» TEXTAUSZUG
Die britische Theaterformation Spymonkey gestaltet Offenbachs "Orpheus in der Unterwelt" ab 21. Jänner. "Das ist die heutige, etwas theatralischere Version von Monty Python", versprach de Beer einen humoristischen Abend. Aber nicht nur Operettenklassiker, auch eine neue Operette findet sich im Talon, hat man beim deutschen Komponisten Moritz Eggert doch mit "Die letzte Verschwörung" einen neuen Genrebeitrag in Auftrag gegeben - den der 56-jährige Tonschöpfer bei der Programmvorstellung als fünfminütiges Kondensat am Klavier vorstellte. Für die Regie zeichnet die neue Hausherrin selbst verantwortlich. Und auch Otto Nicolais "Die lustigen Weiber von Windsor" am 13. Mai 2023 soll in der Regie der jungen Niederländerin Nina Spijkers auf die Lachmuskeln zielen.

Weniger pointenlastig dürfte da die Zusammenarbeit mit Martin Schläpfers Staatsballett vonstattengehen, wenn am 9. Oktober "Jolanthe und der Nussknacker" als Tschaikowsky-Mash-up unter Regie von de Beer zu sehen ist und am 11. Februar 2023 mit "Promethean Fire" ein reiner Tanzabend begangen wird.

» AUFGABE
Geben Sie aus dem Textauszug über das Theaterprogramm alles von „Weniger pointenlastig dürfte“ bis hinunter zu „Tanzabend begangen wird.“ wortgetreu wieder.

» AUFLISTUNG
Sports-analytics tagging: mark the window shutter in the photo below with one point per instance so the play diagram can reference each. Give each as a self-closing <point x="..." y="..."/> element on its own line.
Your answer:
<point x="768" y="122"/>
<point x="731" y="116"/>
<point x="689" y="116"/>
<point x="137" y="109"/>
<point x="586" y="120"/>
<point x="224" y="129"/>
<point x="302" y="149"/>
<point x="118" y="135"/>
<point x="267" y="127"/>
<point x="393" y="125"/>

» AUSGABE
Weniger pointenlastig dürfte da die Zusammenarbeit mit Martin Schläpfers Staatsballett vonstattengehen, wenn am 9. Oktober "Jolanthe und der Nussknacker" als Tschaikowsky-Mash-up unter Regie von de Beer zu sehen ist und am 11. Februar 2023 mit "Promethean Fire" ein reiner Tanzabend begangen wird.